◆ Action item: Ignoring every picture, transcribe the data in full as it stands.

Segment Open

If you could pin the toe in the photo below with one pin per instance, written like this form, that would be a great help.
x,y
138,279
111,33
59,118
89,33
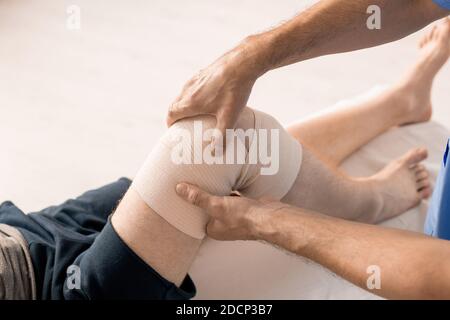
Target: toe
x,y
414,156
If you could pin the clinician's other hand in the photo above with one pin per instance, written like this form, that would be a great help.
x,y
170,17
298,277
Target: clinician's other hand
x,y
232,217
222,90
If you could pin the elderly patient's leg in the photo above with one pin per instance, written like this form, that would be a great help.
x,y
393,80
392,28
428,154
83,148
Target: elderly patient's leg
x,y
337,134
163,229
334,136
166,249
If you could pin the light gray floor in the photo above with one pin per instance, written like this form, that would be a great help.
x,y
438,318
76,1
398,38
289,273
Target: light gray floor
x,y
81,108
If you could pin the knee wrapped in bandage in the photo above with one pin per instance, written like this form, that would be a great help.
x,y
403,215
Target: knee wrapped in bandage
x,y
260,159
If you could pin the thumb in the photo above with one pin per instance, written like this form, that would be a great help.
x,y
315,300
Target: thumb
x,y
194,195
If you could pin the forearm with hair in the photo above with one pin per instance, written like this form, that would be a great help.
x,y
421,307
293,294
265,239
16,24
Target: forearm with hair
x,y
412,266
335,26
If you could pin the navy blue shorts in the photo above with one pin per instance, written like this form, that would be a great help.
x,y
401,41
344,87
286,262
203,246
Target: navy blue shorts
x,y
78,233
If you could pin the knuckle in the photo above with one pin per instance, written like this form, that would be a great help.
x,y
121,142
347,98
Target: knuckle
x,y
193,196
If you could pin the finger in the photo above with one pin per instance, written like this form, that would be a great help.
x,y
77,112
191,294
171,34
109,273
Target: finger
x,y
194,195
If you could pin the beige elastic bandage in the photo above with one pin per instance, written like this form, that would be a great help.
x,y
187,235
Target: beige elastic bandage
x,y
261,159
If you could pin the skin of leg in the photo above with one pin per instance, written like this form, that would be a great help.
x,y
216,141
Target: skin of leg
x,y
324,189
336,135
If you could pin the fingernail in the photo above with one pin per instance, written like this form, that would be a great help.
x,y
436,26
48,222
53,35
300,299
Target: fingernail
x,y
181,188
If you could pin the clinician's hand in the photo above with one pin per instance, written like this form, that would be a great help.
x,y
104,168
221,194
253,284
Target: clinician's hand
x,y
232,217
222,90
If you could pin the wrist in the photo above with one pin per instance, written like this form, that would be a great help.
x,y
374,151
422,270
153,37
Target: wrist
x,y
264,221
248,61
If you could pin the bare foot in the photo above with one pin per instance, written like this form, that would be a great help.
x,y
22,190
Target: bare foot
x,y
402,184
417,84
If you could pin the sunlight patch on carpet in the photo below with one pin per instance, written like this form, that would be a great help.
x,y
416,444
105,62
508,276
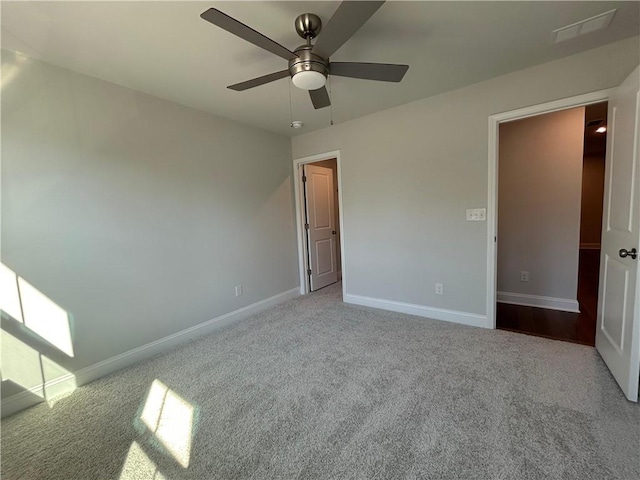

Segment Closed

◆ Your response:
If you could pin the toe in the photo below with one pin per instance, written like this form, that would be a great help.
x,y
138,279
111,33
59,118
89,33
Target: toe
x,y
414,156
If you could pin the clinician's other hand in the photo above with one pin per instance, written like this form, that would be a great help.
x,y
170,17
298,277
Target: clinician's other hand
x,y
232,217
222,90
If you could pin the elderly patient's leg in the photo above with one pin per instance, written like this form, that would be a great help.
x,y
393,80
392,28
428,154
83,148
Target: elderly patient's leg
x,y
337,134
163,229
334,136
166,249
If you could pin the light gray floor in the photo above with one pin per instance, written like this form, that would be a great help.
x,y
438,318
76,1
398,38
289,273
Target: light gray floor
x,y
81,108
If you could pin the knee wrapped in bandage in the photo above with one pin per instance, written like this form, that would be a great help.
x,y
403,215
Target: knee wrapped in bandage
x,y
260,159
If you could pin the thumb in the photo above with one pin per instance, written like this form, that would be a great help.
x,y
315,300
Target: thumb
x,y
194,195
If you could pin the forearm with hair in the photo above with one pin per instance, written like this form, that would be a great help.
x,y
421,307
293,294
265,239
16,24
Target: forearm with hair
x,y
412,266
335,26
If you could pin the navy blue shorts in the photo above with one pin per instance, written like this form, that would be a great help.
x,y
401,41
344,87
286,262
203,246
Target: navy blue shorts
x,y
78,233
If you could pin the knuckle in the photo above with one pin per instance, written like this form, that would be a great help.
x,y
121,142
347,98
Target: knuckle
x,y
193,196
If you could pin the finger in the photo above with one pin per instance, written like this form, that would be a great help.
x,y
77,112
191,294
171,34
109,273
Target: finger
x,y
194,195
If you could pin the beige elastic bandage in the photo above with one pin per instance, written like this form, that would be a great help.
x,y
187,235
Target: beige elastic bandage
x,y
261,159
If you could pin the skin of leg in the photo above with one pin per instance, written like this form, that would be a great help.
x,y
216,141
Target: skin of leg
x,y
324,189
336,135
If you could pin the fingernail in the photo above with one pin per instance, written like this form, that would be a great help.
x,y
436,26
48,222
53,35
300,299
Target: fingernail
x,y
181,188
If you could pin the clinician's hand in the photo above with one pin per instance, written like this form, that would be a great help.
x,y
104,168
221,194
253,284
Target: clinician's hand
x,y
232,217
222,90
If you could pin the wrist in the photo above with one pin per instance, written like this form, that would be a great help.
x,y
374,151
422,270
153,37
Target: wrist
x,y
264,221
248,61
If you could pin the bare foot in the photo above with one pin per instance, written like this form, that would be a great help.
x,y
22,190
Target: bare foot
x,y
402,184
417,84
If you could pin the sunlight patch on carpet in the photo below with one pin per instance, written like this form, that would be a great help.
x,y
416,444
105,62
508,276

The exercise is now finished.